Nothing is as contentious for fans as costume design changes. Many comic book movies take liberties with the outfit choices while others can be more true to the source material. Spider-Man’s costume has been one of the more accurate costume adaptations in spirit, but there are still several noticeable changes. The basics have stayed the same. Large white eyes, blue and red color scheme, and a web pattern design. In some movies, Spider-Man’s suit looks more home-made while in others it looks more high-tech. Overall, they’ve been pretty solid designs even if not 100% accurate.
Perhaps one the most interesting and cool-looking villains in the Marvel universe, Venom is an iconic bad guy from the Spider-Man comics. In a lot of ways, he is Peter’s foil. He is large and ripped, has a really bad temper, and he also has an extremely violent streak. His infamous suit was even worn by Spider-Man himself. Unfortunately, the big-screen adaptation left a lot to be desired. In “Spider-Man 3” he’s is portrayed as small and kind of goofy. Even when he’s Venom, he lacks any of the physical size that made the character so menacing.

#### Dataset extract:

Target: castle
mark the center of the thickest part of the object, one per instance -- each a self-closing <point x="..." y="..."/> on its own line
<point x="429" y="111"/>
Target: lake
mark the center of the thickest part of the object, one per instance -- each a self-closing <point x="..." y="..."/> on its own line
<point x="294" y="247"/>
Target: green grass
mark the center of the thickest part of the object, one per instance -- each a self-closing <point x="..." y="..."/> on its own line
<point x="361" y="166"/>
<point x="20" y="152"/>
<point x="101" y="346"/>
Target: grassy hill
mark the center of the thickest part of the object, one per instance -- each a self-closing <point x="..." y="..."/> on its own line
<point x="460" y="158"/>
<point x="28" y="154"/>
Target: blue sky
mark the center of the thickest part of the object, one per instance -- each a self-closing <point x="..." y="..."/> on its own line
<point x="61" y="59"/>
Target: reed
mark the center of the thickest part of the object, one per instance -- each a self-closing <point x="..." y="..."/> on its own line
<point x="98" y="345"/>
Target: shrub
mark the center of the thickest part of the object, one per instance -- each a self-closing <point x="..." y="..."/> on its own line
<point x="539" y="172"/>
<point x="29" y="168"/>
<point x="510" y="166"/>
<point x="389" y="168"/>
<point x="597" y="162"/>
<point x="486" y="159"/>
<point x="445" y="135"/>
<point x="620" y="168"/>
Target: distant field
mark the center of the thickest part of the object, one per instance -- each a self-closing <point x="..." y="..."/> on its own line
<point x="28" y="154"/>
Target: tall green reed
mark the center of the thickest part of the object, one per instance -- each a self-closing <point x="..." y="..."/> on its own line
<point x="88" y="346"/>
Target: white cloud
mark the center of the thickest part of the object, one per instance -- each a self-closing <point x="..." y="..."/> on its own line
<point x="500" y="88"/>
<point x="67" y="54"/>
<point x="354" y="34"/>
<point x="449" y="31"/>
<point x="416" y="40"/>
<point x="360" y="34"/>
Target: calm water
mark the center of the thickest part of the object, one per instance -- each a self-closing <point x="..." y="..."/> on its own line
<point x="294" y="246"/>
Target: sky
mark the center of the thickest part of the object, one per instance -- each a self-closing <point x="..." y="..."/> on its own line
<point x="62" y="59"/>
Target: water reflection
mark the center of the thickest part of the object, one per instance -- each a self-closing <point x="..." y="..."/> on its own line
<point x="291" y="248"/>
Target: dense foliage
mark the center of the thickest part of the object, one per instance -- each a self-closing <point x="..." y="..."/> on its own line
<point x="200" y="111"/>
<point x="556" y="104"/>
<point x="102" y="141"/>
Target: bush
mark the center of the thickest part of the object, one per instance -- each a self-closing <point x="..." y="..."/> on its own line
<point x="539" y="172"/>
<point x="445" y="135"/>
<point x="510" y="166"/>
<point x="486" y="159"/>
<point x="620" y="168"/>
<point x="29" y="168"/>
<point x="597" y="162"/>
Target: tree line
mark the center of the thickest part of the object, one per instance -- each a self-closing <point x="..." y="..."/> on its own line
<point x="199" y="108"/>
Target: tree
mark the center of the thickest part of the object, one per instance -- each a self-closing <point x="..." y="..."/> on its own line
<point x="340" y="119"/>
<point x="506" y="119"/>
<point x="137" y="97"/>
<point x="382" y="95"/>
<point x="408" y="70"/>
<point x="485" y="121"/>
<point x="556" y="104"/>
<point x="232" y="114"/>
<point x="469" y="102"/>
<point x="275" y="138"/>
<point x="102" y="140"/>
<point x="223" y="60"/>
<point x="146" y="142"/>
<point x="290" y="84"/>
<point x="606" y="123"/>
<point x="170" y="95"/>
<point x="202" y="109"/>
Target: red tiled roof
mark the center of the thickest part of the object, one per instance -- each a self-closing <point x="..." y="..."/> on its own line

#### Exercise 1:
Answer these from the Spider-Man text:
(a) Which basic features of Spider-Man's costume have stayed the same?
(b) In which film is Venom portrayed as small and kind of goofy?
(c) Whose infamous suit was once worn by Spider-Man himself?
#### Exercise 2:
Rewrite the part of the Spider-Man text starting with "Nothing is as" and going on through "not 100% accurate.", putting "futuristic" in place of "high-tech".
#### Exercise 3:
Extend the Spider-Man text past its final sentence.

#### Response box 1:
(a) Large white eyes, a blue and red color scheme, and a web pattern design.
(b) "Spider-Man 3".
(c) Venom's.

#### Response box 2:
Nothing is as contentious for fans as costume design changes. Many comic book movies take liberties with the outfit choices while others can be more true to the source material. Spider-Man’s costume has been one of the more accurate costume adaptations in spirit, but there are still several noticeable changes. The basics have stayed the same. Large white eyes, blue and red color scheme, and a web pattern design. In some movies, Spider-Man’s suit looks more home-made while in others it looks more futuristic. Overall, they’ve been pretty solid designs even if not 100% accurate.

#### Response box 3:
Perhaps one of the most contentious, if not baffling, changes made in the Sam Raimi movies was how Spidey’s webshooters work. In the comics, Peter Parker uses his big brain to create a device that shoots webs made from a home-brewed chemical concoction. In the 2002 movie, Peter’s webbing is changed to being a part of his mutation after being bitten by the spider. In the comics, the iconic hand gesture is functional, as it represents Spidey pressing the button on the shoots. In the movies, it was just… how they came out? It seems like a small thing, but it was big deal to longtime fans. In subsequent movies it was changed back, no doubt because of the criticisms directed at the original trilogy for leaving them out.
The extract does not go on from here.